begin

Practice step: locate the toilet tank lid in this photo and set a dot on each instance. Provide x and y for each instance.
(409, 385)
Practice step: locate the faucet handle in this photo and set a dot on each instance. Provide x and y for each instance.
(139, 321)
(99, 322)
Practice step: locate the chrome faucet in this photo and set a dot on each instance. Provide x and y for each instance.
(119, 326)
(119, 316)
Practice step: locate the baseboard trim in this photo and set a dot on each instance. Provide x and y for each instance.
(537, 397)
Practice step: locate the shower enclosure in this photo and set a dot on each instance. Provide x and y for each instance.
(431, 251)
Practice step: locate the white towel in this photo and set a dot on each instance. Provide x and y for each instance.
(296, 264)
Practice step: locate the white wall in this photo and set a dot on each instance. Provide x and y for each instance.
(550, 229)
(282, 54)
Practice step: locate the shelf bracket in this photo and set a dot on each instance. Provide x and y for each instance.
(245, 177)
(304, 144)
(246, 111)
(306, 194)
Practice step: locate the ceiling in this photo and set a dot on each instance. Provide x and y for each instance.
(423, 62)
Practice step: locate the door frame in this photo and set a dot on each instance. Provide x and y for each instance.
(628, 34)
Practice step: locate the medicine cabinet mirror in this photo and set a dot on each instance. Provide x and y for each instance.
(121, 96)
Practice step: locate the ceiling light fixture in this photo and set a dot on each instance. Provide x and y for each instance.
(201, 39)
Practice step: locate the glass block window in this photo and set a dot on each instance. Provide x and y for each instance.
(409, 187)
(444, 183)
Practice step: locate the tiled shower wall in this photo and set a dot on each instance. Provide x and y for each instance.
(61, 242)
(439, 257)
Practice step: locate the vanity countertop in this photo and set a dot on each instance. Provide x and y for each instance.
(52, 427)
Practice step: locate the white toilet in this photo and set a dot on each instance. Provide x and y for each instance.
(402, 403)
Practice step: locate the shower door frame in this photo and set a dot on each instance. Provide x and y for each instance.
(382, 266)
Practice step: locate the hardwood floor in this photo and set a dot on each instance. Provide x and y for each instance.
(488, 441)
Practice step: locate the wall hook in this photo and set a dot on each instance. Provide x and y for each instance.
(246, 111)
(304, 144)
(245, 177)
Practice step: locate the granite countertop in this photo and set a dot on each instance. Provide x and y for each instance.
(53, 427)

end

*The exercise:* Copy the entire listing above line for line, with no changes to any wording or coordinates.

*Task answer:*
Practice step: locate the toilet tank lid in this photo and set a dot on each instance. Provide x and y for each instance.
(409, 385)
Practice step: locate the faucet handle in this photo and set a dot on each instance. Provide x and y for each instance.
(139, 321)
(99, 322)
Practice step: locate the chrome faucet in this photo and set a dot on each instance. Provide x and y for each instance.
(119, 326)
(119, 316)
Practice step: locate the baseboard trim in this photo and set a dot on each instance. Provide x and y for each instance.
(537, 397)
Practice step: locate the shower enclosure in this photo and set a dot on each instance. Provide x and y for each instance.
(431, 251)
Practice step: locate the white towel in this photo and set a dot on each instance. Provide x and y for each instance.
(296, 264)
Practice step: locate the white wall in this photo and set a dot on each instance. Provide x and y for each instance.
(550, 229)
(282, 54)
Practice step: locate the shelf bracket in this photo and set a dot on each instance. Provide x and y for each instance.
(245, 177)
(304, 144)
(246, 111)
(306, 194)
Practice step: locate the ceiling in this photo and set a dot on each instance. Provide x and y for each instance.
(423, 62)
Practice step: locate the door frame in this photo and set a dot on each instance. Provide x and y for each instance.
(628, 34)
Practice step: locate the medicine cabinet mirror in this photo and set a dot on each instance. Provide x and y for each instance.
(121, 96)
Practice step: locate the ceiling light fixture in this photo and set a dot on each instance. Provide x and y for each instance.
(201, 39)
Practice step: locate the glass block window in this photo and set a dot on each instance. Provide x and y for each instance.
(409, 187)
(444, 183)
Practice step: locate the tiled shower wall in this photo and set a dot on each instance. Provide x and y for each instance.
(61, 242)
(439, 257)
Practice step: locate the vanity countertop in this photo and set a dot on each instance. Provide x and y for each instance.
(52, 427)
Practice step: locate the white toilet in this photo and set a dot on each instance. Provide x and y for each instance.
(402, 403)
Practice step: locate the shower door frame in this photo and set a dot on each instance. Provide x and y for each instance.
(382, 266)
Practice step: locate the hardwood floor in this photo and set a dot on each instance. Provide x and y for each instance.
(488, 441)
Practice step: locate the wall hook in this photo and set a dot on each instance. Provide x and y for each instance.
(246, 111)
(304, 144)
(245, 177)
Practice step: locate the granite countertop in this photo and set a dot on each instance. Provide x and y for each instance.
(53, 427)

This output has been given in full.